Source records:
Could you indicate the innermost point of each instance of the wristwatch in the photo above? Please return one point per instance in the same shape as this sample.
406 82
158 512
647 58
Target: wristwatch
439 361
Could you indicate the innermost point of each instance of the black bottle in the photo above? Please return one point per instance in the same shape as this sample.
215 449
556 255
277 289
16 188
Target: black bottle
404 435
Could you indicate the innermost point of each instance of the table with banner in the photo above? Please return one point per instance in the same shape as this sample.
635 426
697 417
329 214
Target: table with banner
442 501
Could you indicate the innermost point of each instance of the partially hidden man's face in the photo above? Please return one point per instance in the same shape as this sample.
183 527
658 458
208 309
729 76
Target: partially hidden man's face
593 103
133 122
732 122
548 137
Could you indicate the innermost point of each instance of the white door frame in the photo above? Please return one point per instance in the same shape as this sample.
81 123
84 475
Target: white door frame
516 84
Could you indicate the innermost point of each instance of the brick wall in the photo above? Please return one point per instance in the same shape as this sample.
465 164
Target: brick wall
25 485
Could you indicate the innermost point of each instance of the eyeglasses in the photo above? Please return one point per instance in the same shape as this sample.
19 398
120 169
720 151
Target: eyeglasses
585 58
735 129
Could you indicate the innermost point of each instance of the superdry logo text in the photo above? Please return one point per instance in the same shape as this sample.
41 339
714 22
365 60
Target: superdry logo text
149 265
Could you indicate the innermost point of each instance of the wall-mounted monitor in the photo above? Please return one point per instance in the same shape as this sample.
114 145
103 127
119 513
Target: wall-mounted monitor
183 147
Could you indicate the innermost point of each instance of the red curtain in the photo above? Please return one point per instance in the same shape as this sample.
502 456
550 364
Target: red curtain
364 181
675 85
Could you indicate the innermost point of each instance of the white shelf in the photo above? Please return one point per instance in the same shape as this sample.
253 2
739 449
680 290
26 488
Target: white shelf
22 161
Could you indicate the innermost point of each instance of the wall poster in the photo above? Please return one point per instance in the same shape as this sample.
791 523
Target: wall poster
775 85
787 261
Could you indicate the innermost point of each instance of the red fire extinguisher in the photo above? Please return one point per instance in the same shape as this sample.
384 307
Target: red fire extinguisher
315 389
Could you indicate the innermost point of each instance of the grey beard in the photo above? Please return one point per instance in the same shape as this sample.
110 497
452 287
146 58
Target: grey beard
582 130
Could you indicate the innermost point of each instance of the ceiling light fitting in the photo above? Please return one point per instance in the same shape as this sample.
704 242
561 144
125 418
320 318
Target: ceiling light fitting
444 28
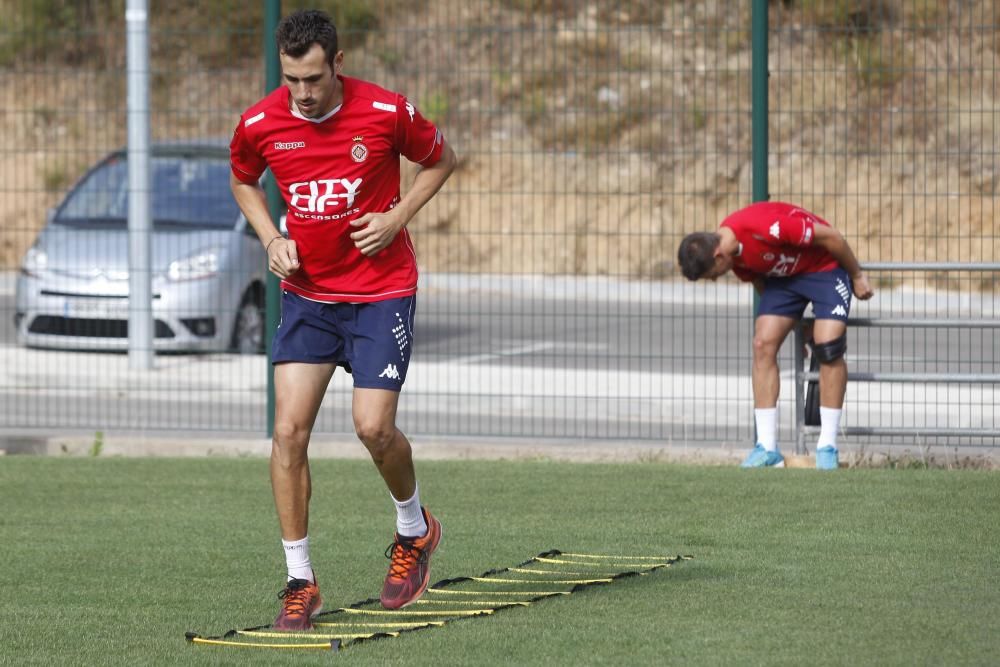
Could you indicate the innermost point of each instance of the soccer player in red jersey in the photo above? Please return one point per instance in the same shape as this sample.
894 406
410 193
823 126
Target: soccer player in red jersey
793 258
349 279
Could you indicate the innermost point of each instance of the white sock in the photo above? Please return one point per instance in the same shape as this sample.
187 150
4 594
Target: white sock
767 427
829 426
297 559
410 520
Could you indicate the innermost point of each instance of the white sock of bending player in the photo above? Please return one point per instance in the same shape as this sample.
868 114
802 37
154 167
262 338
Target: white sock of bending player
410 520
767 427
297 559
829 426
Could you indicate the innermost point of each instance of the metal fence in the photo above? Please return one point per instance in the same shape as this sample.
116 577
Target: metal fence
593 136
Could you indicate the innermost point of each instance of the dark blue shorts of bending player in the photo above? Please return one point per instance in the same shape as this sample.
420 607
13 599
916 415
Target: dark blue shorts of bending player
372 341
829 292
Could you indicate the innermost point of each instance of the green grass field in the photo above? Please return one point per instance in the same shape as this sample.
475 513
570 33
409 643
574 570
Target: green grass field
109 561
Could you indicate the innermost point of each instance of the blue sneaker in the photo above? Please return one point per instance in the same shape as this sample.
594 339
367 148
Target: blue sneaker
826 458
761 458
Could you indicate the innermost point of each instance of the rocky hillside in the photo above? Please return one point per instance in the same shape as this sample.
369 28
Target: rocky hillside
593 135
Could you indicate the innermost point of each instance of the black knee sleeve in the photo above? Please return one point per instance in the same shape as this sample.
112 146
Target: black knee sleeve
831 351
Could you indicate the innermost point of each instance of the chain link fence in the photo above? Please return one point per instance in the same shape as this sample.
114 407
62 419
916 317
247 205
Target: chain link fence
592 137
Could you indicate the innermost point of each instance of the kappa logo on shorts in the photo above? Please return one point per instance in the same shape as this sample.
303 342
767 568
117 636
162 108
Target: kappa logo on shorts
390 372
843 290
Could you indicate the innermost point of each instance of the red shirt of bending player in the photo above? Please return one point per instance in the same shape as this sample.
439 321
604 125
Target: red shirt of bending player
777 240
331 171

Work to complete: Without including any pictures, copy every line above exactly.

Response:
Could you indicate the innermost point of each instance of the wristwatch in the photo above? Please return one point per instance in the same shape as this sample.
406 82
158 512
647 58
Target: wristwatch
439 361
Could you indicate the innermost point of each instance of the black bottle in the photo above? Please return one point per instance in the same shape as this sample.
215 449
556 255
277 289
16 188
Target: black bottle
404 435
Could you indicate the innermost point of each instance of the table with banner in the photo above? Please return one point per instance in the same shape as this sample.
635 426
697 417
329 214
Target: table with banner
442 501
Could you indicate the innermost point of each instance of the partially hidden man's face in the photo above? Please return one point per instance in the same shape as this sample.
183 527
658 458
208 309
729 76
Target: partially hidden man's face
593 103
133 122
732 122
548 137
Could you indicate the innermost point of each instance of the white door frame in the photo above? Please return one point per instance in the same shape as this sample.
81 123
84 475
Target: white door frame
516 84
Could you indicate the innermost point of each instance of the brick wall in the photo above? Please return one point per instance in the same shape as this sample.
465 164
Target: brick wall
25 485
Could you indicate the innermost point of each instance of the eyeglasses in the photo above? Please return one point per instance in the same shape as this sample.
19 398
120 169
720 151
Target: eyeglasses
585 58
735 129
Could you indicate the innermost point of each instance of the superdry logo text in the photo above? Please return one point per instance in the same shape as this sample.
41 339
714 22
365 60
Target: superdry logo text
149 265
Could you indicate the innermost point of each instance of the wall-mounted monitor in the photo above? Please return one point per instance in the same shape as this sample.
114 145
103 127
119 513
Target: wall-mounted monitor
183 147
Could you indicate the innermost point of each instance of the red curtain in the photo above? Please return one point per instance in the same shape as this sample.
502 456
550 364
Target: red curtain
364 181
675 85
Could you indicate the innermost point of each instance of the white shelf in the photo above? Please return one point per instance in the same shape as this sample.
253 2
739 449
680 290
26 488
Target: white shelf
22 161
Could you indicate the innermost point of each instance of the wall poster in the photo above? Please return one point per instance in the same shape as this sample.
791 523
Target: wall poster
775 85
787 261
Could you indicate the innermost point of each instance of the red fire extinguisher in the photo above? Please return one point per instance in the same shape as this sample.
384 307
Target: red fire extinguisher
315 389
Could you indicate the innermost point of each instance of the grey beard in the photo above? Please return one point per instance in the same shape as this sample.
110 497
452 287
146 58
Target: grey beard
582 130
Could you indicate the innermost point of each instance of the ceiling light fitting in the photo above? Please return one point per instance in the same shape as this sample.
704 242
561 144
125 418
320 318
Target: ceiling light fitting
444 28
Could you indicate the innermost point of each instance of the soccer player in red jersey in the photo above? Please return one point per instance in the same shape as this sample.
894 406
410 193
823 126
Target: soccer player in red jersey
793 258
349 279
Could you indicate the innermost point of each instance of the white sock in the photo above? Please return one point per instance in the same shape as this sample.
187 150
4 594
Target: white sock
767 427
829 426
297 559
410 520
Could you indicate the innermost point of each instance of the white sock of bending player in the photo above? Please return one point per instance in the same shape as this sample.
868 114
802 37
154 167
262 338
Target: white sock of bending player
410 520
767 427
297 559
829 426
Could you indicate the innermost point of each instance of the metal fence in the photo above? Please return one point per instance in the same shape as this sample.
116 577
Target: metal fence
593 136
Could you indicate the innermost point of each instance of the dark blue shorts of bending player in the photo above? Please return one point per instance in the same shape as this sample.
420 607
13 599
916 415
Target: dark blue shorts of bending player
372 341
829 292
Could you indicate the innermost point of each instance of the green grass field in the photo above? Please return one point per instance in the same shape as this sample.
475 513
570 33
409 643
574 570
Target: green grass field
109 561
Could you indicate the innermost point of each instance of the blue sneaker in the photo above? Please return one point per instance in the same shape as this sample.
594 339
367 148
Target: blue sneaker
826 458
761 458
Could you indicate the innermost point of each instance of the rocky hillside in the photo above? Please return one point per instance in the same shape as this sample.
369 28
Target: rocky hillside
593 135
Could you indicate the innermost point of each instance of the black knee sleeve in the photo above? Please return one point per instance in the same shape as this sample.
112 146
Target: black knee sleeve
831 351
Could you indicate the innermost point of each instance of the chain link fence in the photo above? Please return one point per instance in the same shape as this sample.
114 407
62 419
916 317
247 205
Target: chain link fence
592 137
Could you indicate the innermost point of each instance of the kappa logo on shorts in the photo above? Please return one point per instance in the same shape as this sample.
303 342
767 568
117 636
162 108
Target: kappa logo on shorts
390 372
843 290
Could you indicate the innermost point of each instance of the red shirt of bending player in the photo above? Please return one point per instance in the same shape as this sample.
439 321
604 125
Target: red shirt of bending player
777 240
331 171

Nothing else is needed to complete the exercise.